#### Work order:
Only lines with the string "ditch" are wanted. Pull them out of the data.

┄┄┄┄┄┄

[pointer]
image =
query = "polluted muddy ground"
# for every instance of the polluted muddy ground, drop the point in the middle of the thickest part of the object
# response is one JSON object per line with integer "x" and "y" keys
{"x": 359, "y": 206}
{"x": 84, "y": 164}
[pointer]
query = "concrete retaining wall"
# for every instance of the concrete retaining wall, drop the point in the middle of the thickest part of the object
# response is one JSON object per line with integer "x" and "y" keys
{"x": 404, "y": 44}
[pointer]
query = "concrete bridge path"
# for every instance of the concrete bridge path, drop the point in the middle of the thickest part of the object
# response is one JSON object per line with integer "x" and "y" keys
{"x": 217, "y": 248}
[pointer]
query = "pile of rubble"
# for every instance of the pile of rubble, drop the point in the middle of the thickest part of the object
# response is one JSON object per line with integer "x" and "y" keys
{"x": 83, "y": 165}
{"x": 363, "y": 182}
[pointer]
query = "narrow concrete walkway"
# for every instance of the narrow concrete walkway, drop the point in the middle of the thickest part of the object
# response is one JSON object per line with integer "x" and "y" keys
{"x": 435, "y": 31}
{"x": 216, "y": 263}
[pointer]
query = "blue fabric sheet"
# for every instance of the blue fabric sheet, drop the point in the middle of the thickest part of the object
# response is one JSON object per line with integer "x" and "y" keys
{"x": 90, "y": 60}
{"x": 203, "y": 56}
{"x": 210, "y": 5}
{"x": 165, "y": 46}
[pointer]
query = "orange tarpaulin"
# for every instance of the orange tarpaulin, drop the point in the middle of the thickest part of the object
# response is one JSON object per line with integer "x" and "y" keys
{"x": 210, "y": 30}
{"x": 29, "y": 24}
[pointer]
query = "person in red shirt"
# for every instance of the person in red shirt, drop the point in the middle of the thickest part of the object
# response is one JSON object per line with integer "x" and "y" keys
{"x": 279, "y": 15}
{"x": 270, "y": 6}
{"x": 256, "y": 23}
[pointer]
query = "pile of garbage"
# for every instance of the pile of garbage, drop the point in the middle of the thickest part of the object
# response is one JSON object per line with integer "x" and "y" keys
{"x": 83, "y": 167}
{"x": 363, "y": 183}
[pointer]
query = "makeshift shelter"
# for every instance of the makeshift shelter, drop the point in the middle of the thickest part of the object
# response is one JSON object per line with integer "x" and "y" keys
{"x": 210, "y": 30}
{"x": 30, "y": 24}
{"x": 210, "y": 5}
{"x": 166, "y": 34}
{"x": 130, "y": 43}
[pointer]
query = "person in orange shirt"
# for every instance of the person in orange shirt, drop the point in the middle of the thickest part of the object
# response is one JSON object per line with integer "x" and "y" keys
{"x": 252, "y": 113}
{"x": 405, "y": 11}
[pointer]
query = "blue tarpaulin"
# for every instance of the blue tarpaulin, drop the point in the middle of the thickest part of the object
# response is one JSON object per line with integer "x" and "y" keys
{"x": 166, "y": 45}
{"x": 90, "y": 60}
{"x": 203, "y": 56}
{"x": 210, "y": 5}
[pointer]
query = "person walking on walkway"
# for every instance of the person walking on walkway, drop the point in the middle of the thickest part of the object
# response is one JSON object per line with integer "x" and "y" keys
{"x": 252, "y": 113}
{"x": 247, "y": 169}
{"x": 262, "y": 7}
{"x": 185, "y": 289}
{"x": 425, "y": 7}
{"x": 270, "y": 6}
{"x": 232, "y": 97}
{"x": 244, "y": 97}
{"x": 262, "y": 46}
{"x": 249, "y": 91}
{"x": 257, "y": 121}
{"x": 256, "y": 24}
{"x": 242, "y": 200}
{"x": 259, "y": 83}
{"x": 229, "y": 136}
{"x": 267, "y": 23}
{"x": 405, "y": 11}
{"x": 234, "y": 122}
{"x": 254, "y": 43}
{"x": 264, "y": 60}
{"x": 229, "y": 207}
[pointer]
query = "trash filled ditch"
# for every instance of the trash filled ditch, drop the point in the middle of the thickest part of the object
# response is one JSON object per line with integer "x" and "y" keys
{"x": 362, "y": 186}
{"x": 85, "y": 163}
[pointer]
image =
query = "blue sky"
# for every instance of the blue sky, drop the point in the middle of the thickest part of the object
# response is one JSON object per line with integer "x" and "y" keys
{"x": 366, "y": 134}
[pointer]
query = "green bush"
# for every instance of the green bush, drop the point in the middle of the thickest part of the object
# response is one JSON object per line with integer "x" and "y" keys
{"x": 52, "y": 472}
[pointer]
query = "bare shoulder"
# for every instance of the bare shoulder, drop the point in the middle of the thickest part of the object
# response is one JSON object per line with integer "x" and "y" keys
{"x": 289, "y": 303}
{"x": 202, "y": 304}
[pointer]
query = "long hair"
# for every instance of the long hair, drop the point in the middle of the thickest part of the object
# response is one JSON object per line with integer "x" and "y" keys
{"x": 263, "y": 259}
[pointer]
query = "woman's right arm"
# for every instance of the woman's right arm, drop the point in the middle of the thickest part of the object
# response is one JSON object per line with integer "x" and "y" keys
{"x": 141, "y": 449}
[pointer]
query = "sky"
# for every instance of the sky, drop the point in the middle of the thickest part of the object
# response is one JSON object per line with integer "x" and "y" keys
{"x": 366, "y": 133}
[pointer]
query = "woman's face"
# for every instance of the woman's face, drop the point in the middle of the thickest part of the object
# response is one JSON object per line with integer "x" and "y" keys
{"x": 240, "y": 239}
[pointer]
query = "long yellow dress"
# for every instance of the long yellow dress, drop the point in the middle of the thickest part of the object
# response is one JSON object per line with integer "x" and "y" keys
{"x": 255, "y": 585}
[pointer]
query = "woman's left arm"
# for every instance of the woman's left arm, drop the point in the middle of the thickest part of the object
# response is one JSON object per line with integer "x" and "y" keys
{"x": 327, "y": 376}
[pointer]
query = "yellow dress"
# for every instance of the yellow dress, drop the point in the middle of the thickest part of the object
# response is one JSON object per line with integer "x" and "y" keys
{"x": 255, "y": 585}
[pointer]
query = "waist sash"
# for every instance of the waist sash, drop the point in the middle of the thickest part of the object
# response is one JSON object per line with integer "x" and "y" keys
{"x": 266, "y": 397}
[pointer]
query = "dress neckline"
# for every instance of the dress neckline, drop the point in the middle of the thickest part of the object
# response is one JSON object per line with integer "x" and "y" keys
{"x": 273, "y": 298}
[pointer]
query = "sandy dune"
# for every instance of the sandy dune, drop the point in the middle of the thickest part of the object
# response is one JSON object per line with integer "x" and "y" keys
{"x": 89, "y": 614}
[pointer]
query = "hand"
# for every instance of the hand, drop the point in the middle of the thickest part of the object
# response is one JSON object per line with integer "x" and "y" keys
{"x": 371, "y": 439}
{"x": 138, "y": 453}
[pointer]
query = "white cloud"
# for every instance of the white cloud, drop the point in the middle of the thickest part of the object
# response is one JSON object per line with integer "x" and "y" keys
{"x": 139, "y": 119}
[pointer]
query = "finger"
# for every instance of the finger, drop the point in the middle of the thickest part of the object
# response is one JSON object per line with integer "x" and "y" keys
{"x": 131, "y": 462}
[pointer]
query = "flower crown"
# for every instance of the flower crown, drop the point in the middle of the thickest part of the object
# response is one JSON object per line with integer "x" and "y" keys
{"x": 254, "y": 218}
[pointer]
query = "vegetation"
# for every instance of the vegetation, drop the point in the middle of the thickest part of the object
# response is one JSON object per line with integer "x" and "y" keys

┄┄┄┄┄┄

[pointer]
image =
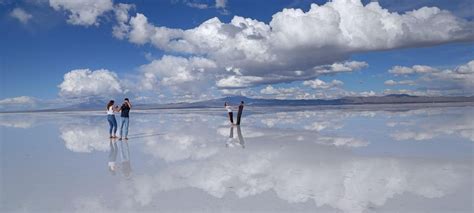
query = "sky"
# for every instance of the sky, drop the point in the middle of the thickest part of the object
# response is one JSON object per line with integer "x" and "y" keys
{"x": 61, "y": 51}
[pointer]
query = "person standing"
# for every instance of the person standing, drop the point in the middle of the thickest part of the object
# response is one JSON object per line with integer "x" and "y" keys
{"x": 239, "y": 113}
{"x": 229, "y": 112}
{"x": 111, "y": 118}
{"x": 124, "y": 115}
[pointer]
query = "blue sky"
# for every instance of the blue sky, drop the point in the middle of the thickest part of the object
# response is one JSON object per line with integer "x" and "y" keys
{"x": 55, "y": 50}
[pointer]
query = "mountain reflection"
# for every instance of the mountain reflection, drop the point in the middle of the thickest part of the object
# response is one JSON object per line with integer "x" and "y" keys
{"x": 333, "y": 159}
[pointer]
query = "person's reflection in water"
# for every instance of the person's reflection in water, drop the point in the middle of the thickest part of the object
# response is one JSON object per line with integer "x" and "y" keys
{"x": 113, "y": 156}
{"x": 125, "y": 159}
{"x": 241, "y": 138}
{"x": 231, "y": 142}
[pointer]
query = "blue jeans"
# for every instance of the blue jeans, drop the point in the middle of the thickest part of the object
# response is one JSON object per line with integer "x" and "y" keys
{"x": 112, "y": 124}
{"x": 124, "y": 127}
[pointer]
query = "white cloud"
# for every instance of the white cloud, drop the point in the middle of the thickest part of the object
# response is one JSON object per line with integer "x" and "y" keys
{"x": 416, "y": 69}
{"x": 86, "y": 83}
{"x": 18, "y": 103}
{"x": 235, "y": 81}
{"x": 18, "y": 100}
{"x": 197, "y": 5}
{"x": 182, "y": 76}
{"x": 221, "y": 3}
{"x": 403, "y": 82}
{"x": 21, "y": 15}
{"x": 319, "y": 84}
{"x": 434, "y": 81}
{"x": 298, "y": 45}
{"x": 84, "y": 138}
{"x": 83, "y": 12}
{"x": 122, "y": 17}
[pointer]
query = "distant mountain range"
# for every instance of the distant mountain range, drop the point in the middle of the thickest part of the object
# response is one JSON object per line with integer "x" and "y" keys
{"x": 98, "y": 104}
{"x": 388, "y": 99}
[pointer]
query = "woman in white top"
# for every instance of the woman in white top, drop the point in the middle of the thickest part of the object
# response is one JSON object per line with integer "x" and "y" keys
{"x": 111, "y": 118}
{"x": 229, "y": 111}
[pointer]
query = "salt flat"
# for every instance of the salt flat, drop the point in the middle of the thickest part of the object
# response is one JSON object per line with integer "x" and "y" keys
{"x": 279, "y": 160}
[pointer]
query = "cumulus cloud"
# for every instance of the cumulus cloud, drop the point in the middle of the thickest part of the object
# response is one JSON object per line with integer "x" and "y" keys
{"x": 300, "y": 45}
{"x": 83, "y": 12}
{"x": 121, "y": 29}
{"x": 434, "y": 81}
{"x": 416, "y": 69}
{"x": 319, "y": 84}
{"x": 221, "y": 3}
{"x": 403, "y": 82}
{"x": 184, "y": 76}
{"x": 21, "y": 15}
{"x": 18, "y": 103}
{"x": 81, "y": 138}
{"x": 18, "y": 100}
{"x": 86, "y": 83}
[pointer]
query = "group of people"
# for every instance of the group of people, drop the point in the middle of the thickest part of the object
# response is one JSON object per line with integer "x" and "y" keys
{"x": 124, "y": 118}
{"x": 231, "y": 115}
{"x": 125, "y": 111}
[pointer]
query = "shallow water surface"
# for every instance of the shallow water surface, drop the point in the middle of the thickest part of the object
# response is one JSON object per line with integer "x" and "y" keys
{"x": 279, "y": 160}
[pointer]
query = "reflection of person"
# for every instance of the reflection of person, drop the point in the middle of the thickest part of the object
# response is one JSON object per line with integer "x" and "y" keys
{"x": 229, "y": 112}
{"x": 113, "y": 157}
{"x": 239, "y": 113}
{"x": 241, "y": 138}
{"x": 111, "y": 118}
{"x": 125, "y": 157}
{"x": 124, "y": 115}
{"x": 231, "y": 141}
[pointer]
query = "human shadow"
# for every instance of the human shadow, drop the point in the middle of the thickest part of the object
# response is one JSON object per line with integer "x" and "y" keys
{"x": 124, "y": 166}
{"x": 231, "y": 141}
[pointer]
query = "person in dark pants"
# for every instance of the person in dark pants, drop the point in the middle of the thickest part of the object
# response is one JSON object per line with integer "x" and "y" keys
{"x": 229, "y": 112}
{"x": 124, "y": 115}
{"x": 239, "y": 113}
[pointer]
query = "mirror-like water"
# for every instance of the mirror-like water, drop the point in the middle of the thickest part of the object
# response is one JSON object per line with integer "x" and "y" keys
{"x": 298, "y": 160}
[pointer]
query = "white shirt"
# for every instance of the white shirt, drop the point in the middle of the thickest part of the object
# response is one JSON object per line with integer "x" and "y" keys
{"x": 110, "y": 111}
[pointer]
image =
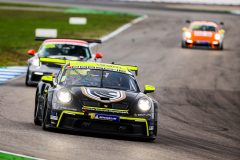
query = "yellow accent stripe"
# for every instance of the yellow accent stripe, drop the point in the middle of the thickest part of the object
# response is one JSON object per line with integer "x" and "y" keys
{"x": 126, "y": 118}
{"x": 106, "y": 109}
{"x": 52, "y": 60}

┄┄┄┄┄┄

#### Answer for the task:
query = "trash filled ditch"
# for every instance of the trash filled ditch, drop the point in the middle of the thickest part of the object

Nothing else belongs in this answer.